[Extracted records]
[START]

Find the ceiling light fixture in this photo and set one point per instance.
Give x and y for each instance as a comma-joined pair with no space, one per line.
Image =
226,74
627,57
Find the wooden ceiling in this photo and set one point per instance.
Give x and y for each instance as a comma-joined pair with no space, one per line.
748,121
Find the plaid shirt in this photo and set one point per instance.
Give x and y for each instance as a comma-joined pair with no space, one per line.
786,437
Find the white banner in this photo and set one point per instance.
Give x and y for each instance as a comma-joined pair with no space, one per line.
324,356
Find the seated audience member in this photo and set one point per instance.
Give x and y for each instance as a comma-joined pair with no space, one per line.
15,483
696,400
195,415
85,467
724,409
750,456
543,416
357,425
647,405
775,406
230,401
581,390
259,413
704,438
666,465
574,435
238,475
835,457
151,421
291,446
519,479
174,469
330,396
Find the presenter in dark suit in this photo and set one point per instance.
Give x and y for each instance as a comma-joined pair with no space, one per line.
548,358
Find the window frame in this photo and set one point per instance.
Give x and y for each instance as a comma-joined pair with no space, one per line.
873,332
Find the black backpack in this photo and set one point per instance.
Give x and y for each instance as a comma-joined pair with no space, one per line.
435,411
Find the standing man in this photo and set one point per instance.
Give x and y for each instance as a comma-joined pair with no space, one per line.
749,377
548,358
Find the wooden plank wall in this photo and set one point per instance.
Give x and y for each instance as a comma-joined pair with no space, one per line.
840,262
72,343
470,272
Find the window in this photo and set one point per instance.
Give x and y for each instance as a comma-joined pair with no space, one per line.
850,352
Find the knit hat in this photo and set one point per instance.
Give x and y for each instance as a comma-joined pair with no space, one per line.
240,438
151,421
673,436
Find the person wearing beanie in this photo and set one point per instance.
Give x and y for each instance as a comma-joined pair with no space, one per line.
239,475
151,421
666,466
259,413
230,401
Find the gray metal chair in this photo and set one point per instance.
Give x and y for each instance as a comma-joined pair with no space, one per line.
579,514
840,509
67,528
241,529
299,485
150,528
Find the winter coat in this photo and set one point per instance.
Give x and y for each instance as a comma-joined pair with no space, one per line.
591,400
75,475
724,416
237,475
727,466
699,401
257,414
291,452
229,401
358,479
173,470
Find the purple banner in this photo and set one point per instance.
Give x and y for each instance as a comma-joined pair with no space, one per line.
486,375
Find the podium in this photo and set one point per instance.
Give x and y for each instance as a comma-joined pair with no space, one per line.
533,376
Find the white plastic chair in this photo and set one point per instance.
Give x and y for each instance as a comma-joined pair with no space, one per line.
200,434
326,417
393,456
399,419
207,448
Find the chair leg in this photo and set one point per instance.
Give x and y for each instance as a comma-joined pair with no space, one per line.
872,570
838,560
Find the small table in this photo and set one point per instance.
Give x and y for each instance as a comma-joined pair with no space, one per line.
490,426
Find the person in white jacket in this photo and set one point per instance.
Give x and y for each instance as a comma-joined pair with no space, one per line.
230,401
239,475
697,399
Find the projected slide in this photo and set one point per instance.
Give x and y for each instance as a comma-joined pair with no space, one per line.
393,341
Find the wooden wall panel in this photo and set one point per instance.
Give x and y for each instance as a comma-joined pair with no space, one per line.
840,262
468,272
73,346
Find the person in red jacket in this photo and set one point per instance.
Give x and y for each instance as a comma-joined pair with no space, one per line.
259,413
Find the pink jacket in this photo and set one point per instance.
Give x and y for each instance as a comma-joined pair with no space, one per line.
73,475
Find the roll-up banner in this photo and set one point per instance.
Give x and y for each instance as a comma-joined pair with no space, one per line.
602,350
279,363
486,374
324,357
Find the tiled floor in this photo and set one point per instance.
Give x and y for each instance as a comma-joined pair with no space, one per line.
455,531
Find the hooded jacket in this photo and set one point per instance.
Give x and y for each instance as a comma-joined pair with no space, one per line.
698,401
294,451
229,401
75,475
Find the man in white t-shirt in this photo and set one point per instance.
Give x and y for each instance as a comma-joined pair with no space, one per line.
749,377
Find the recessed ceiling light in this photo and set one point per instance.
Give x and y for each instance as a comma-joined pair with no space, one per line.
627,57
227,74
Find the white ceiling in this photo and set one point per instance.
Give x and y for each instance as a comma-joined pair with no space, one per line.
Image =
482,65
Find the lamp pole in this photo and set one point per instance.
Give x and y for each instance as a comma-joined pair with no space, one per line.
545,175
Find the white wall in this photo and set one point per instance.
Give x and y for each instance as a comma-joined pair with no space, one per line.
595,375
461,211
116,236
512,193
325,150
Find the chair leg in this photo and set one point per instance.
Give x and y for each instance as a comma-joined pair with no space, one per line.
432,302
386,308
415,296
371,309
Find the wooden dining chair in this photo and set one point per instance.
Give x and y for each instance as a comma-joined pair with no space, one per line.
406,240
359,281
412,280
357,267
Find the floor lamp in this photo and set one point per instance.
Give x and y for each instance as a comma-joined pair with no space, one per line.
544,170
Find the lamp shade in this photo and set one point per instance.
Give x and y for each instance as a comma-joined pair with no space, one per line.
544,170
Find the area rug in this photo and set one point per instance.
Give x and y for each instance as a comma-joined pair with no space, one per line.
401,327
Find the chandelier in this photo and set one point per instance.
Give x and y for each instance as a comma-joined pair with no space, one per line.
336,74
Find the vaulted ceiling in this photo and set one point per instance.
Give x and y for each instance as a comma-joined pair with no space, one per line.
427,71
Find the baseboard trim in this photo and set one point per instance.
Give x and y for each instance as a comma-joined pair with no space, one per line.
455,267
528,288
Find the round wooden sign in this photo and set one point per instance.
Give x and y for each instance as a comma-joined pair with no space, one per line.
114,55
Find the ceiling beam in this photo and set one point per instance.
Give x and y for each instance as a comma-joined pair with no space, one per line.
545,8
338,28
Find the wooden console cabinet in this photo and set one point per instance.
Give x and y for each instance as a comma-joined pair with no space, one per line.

[END]

## Task details
Reproduce all of the data exactly as given.

## Correct answer
Find the ceiling light fixture in this photo and set one point per instance.
Give x and y for each instance as a comma-joined pair with no space, one per line.
Image =
226,74
627,57
Find the wooden ceiling in this photo and set one point per instance.
Give x and y for each instance as a comma-joined pair with no space, one per line.
748,121
Find the plaid shirt in this photo and set one point per instance.
Give x and y for each instance as a comma-joined pair with no space, one per line.
786,437
Find the white banner in this photo and set one point per instance.
Give x and y for each instance as a comma-joined pair with no space, one per line.
324,356
Find the seated audience member in this photo and set one point per instance.
Give x and y for each instance as a comma-joined pair with no space, one per line.
15,483
696,400
195,415
85,467
724,409
750,456
543,416
357,425
647,405
775,406
230,401
581,390
259,413
704,438
666,465
574,435
238,475
835,457
151,421
291,446
519,479
174,469
330,396
Find the presenter in dark suit in this photo and set one point per instance.
Give x and y for each instance as a comma-joined pair with no space, one per line.
548,358
Find the window frame in this photo and set one point per instance.
Give x and y for each instance as a comma-joined pair with no space, one per line.
873,332
Find the black backpack in this photo and set one point per instance.
Give x and y for each instance as a comma-joined pair with no space, one per line.
435,411
Find the standing man in this photo and set one point per instance.
Give x and y for each instance as a comma-joined pair with no space, one per line.
749,377
548,358
Find the wooden plank wall in this photo and set one point per instance.
Give x and y for each instance as a comma-joined pair with no space, one per line.
840,262
72,343
470,272
Find the window in this photo and set one point per instance.
Give x and y for each instance as a comma-joined pair with no space, one per line.
850,352
Find the knit hat in this photo and set one point per instance.
Give x and y for each instance as a comma-joined pair with no space, one per line.
240,438
151,421
673,436
Find the person wearing beanie in this photo and set one point per instance.
Give x and y for each instance as a comma-joined pair with no space, one per line.
239,475
151,421
666,466
259,413
230,401
Find the gray metal chair in this photo and set one point per instance.
Give x and y for each instance as a comma-joined pair with no space, one per line.
579,514
840,509
67,528
241,529
299,485
150,528
Find the winter coat in this photo and set one point per instance.
Give x and y for each instance as a comma-joined pair with no space, one per line.
591,400
75,475
724,416
237,475
727,466
699,401
257,414
291,452
229,401
358,479
173,470
Find the purple banner in this photo and set one point per instance.
Give x and y for each instance as a comma-joined pair with no space, one per line.
486,375
Find the podium in this photo and set one point per instance.
Give x and y for each instance as a comma-joined pair with no space, one per line.
533,376
Find the white plastic chair in this photo and set one point per instance.
Give x and y for each instance as a comma-joined pair with no space, one per line.
200,434
326,417
393,456
399,419
207,448
Find the chair leg in this photo and set one point per instance.
Give x and y for each instance as a comma-joined pair with no space, one per line.
872,570
838,560
Find the small table in this photo and set one point per instance.
Give x and y for each instance as a comma-joined pair with no space, one per line.
490,426
Find the person in white jacket in this photo and set one point per instance.
Give x and y for each instance as a comma-joined pair with no space, one per line.
230,401
239,475
697,399
Find the projected slide in this photo and set one point per instance.
Give x and y for each instance as a comma-joined pair with no space, one per line.
393,341
Find the wooden wall panel in this photo and set one point per instance.
Give x and y for each instance as a comma-joined pair with no space, one per line.
840,262
468,272
73,346
Find the person in red jacket in this photo and set one point per instance.
Give x and y for each instance as a comma-joined pair with no space, one per line.
259,413
Find the pink jacket in this photo and set one point per instance.
Give x and y for each instance as a comma-joined pair with no space, one per line.
73,475
Find the roll-up banner in this photo and set one point per instance.
Give x and y for each instance as a comma-joined pair with no space, one per line.
602,350
279,363
486,374
324,357
Find the tiled floor in this photo and set one point per instance.
Give x and y for each instance as a comma-joined pair with no space, one per line.
455,531
Find the hooded jacket in this photo and set one point per instance.
Give x and y for each instance as a comma-joined pair with no space, one per line.
698,401
294,451
229,401
75,475
Find the man in white t-shirt in this photo and set one point per instance.
Give x and y for each instance as a comma-joined pair with no space, one per line.
749,377
Find the recessed ceiling light in this photo and set one point per instance.
Give x and y for each instance as a comma-joined pair with no space, one per line.
627,57
227,74
Find the white ceiling in this photo and set one point per instance.
Give x and y for each instance as a comma-joined pair with no space, one per line.
Image =
482,65
Find the lamp pole in this photo and set one point per instance.
Give x and y for each instance as a comma-joined pair with no space, one per line.
545,175
Find the white wall in this photo and set one point per instance.
Give x and y for each instance as a comma-joined pair with no space, one per line.
595,375
461,211
116,236
512,193
325,150
Find the chair leg in this photo and set one point per instance.
Give x and y for each instance as a comma-joined pair with no space, one per line.
432,302
386,308
415,296
371,309
Find the wooden dining chair in this photo and set one point per instance.
Give x and y for each instance as a comma-joined pair with no space, one per line.
406,240
359,281
412,280
357,267
Find the floor lamp in this photo and set one point per instance.
Give x and y for each instance as a comma-joined pair with no space, one per line.
544,170
Find the lamp shade in this photo and set one point per instance.
Give x and y for each instance as a comma-joined pair with no space, one per line.
544,170
Find the area rug in this photo and set one point per instance.
Give x and y for each instance as a comma-joined pair with no space, one per line.
401,327
Find the chandelier in this photo and set one point per instance.
Give x and y for each instance as a comma-joined pair with no space, one per line.
336,74
Find the vaulted ceiling in this photo and set one point per instance.
Give x and y for each instance as a comma-joined pair with no space, one per line.
427,71
Find the baseboard trim in this photo and set one point per instance.
Give x and y for each instance as a comma-joined pair with no space, one per line.
455,267
528,288
Find the round wooden sign in this photo and set one point per instance.
Give x and y for each instance as a comma-joined pair with no space, one per line.
114,55
Find the ceiling beam in this photo and set one point per instance.
Give x and y for each instance as a comma-joined pair with no space, one per line.
545,8
338,28
Find the wooden console cabinet in this photo and set one point per instance.
Give x and y for each instance as a comma-joined pair with no space, one per line.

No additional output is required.